=== THE DATA ===

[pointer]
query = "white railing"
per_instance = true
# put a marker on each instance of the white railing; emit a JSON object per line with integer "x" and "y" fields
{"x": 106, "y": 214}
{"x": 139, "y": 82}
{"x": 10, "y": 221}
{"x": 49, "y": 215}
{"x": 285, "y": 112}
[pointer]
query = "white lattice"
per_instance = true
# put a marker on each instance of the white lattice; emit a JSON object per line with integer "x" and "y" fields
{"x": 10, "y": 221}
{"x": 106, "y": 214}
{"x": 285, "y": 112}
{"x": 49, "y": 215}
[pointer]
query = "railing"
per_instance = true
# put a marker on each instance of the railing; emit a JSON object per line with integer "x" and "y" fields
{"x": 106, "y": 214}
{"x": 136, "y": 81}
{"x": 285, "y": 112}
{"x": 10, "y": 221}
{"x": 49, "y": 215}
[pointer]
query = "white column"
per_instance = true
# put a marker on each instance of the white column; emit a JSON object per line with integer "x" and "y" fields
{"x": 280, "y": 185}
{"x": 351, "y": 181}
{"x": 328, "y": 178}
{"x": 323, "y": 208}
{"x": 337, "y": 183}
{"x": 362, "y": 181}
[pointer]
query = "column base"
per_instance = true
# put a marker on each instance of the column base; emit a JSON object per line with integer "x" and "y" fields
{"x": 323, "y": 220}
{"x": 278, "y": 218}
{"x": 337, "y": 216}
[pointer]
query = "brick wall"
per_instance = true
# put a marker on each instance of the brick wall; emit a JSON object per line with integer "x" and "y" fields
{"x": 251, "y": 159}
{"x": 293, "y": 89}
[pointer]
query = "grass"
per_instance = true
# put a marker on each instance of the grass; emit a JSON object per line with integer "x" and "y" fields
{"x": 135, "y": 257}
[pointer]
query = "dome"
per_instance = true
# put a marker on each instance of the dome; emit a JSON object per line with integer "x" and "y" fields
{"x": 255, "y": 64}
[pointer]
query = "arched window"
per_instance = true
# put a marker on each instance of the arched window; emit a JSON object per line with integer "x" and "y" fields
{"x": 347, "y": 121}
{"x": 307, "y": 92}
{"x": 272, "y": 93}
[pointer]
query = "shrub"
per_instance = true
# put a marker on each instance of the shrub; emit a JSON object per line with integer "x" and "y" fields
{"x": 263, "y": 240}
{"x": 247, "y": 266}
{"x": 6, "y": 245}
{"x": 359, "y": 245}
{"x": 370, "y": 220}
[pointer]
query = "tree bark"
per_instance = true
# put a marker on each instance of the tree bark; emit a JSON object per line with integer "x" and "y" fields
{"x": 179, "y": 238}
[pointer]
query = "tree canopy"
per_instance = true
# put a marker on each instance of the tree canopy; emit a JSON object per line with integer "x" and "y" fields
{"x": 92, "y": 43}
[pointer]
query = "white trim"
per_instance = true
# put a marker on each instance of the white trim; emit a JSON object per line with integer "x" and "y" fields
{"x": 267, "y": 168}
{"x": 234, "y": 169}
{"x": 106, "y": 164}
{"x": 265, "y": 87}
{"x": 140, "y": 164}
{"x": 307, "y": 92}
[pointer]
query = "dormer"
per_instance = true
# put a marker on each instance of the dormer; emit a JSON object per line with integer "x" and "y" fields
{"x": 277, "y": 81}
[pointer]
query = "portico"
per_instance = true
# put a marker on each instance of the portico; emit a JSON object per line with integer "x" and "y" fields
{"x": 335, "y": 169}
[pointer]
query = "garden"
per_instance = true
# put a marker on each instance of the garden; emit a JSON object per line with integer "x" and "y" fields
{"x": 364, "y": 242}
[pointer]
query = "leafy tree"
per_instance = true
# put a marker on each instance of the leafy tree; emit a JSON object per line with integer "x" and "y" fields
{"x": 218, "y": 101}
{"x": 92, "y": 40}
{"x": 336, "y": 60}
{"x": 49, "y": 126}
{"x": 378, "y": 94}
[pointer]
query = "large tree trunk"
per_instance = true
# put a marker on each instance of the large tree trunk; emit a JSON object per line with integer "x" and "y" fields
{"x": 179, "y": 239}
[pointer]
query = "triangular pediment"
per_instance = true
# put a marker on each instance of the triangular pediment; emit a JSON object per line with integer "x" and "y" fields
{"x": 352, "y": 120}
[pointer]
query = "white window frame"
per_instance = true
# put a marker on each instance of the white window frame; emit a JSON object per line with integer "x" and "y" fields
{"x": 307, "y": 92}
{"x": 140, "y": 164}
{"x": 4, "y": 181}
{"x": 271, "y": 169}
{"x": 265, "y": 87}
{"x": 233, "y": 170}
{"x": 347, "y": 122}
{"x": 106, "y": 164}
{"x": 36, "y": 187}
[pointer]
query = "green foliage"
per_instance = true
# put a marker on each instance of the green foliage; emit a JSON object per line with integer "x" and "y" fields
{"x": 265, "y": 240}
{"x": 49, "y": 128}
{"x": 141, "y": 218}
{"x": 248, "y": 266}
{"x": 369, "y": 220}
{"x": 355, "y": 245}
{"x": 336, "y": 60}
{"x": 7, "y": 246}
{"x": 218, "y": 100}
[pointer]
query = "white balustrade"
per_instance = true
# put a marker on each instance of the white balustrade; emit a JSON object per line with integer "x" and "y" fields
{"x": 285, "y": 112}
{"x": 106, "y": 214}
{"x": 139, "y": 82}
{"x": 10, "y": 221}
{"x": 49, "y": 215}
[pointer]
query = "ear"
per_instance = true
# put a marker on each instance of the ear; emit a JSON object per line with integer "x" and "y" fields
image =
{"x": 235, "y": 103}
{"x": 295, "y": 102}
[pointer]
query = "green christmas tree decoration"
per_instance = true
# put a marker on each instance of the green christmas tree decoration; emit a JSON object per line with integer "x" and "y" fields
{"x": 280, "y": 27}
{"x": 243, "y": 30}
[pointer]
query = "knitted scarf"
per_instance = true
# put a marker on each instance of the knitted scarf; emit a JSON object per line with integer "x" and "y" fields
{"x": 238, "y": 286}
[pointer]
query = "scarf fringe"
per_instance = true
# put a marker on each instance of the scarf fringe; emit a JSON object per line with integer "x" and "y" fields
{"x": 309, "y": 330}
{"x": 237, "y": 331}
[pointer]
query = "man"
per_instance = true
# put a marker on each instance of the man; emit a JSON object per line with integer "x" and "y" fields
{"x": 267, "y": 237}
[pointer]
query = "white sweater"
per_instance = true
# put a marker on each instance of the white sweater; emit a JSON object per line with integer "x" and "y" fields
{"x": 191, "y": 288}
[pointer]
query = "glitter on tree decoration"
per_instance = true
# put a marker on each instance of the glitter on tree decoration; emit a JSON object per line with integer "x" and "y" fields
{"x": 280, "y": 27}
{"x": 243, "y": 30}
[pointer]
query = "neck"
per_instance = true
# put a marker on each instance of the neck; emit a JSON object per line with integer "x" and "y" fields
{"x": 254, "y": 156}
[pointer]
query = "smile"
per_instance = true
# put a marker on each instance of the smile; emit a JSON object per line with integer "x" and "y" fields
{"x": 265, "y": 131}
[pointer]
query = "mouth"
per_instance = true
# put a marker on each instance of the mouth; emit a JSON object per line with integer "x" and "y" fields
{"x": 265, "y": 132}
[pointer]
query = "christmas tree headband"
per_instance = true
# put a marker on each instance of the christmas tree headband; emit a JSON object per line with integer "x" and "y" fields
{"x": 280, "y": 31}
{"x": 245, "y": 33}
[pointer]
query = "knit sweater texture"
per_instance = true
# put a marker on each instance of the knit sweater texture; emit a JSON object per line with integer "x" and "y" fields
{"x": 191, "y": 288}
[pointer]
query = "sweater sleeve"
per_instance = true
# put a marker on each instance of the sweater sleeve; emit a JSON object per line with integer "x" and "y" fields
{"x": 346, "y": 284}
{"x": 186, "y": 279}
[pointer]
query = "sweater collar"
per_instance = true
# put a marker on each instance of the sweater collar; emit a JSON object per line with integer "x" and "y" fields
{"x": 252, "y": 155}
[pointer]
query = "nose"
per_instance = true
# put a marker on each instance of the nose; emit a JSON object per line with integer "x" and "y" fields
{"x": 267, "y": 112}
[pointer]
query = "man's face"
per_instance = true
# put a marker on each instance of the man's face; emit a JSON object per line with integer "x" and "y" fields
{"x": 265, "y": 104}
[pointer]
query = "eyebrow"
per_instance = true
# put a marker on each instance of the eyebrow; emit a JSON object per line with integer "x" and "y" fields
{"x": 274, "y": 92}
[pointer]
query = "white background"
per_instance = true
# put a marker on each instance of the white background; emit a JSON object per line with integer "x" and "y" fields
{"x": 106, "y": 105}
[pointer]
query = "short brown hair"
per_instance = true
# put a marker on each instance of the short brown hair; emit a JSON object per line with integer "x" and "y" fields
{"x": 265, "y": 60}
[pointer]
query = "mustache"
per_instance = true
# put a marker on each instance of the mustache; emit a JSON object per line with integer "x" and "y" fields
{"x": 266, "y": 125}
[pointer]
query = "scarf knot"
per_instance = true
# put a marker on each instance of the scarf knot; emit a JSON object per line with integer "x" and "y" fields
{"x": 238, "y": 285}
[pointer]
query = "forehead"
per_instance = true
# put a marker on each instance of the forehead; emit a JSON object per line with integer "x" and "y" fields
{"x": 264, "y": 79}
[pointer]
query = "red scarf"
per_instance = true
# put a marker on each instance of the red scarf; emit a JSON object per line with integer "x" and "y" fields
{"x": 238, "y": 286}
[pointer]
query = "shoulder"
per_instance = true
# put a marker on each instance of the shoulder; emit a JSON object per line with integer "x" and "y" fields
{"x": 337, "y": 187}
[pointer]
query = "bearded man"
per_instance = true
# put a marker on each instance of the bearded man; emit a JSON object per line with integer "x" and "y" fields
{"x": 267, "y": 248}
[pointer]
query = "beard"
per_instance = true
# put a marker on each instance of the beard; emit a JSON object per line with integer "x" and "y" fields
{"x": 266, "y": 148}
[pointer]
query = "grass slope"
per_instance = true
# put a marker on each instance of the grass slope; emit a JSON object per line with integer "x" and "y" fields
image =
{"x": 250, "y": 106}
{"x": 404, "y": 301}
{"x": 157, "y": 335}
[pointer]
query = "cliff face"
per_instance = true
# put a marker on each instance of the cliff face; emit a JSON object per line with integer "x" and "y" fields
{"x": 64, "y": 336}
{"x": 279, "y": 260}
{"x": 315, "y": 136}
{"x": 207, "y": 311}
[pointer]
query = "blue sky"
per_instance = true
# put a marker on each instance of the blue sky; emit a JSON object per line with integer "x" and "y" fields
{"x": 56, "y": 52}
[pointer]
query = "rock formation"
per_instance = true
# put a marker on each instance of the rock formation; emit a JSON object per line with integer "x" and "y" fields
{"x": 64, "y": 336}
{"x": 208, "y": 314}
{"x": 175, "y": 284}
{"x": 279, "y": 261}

===

TASK ITEM -
Looking at the records above, state the number of lines where the word "slope" occurs, and write nothing beyond it.

TASK ANSWER -
2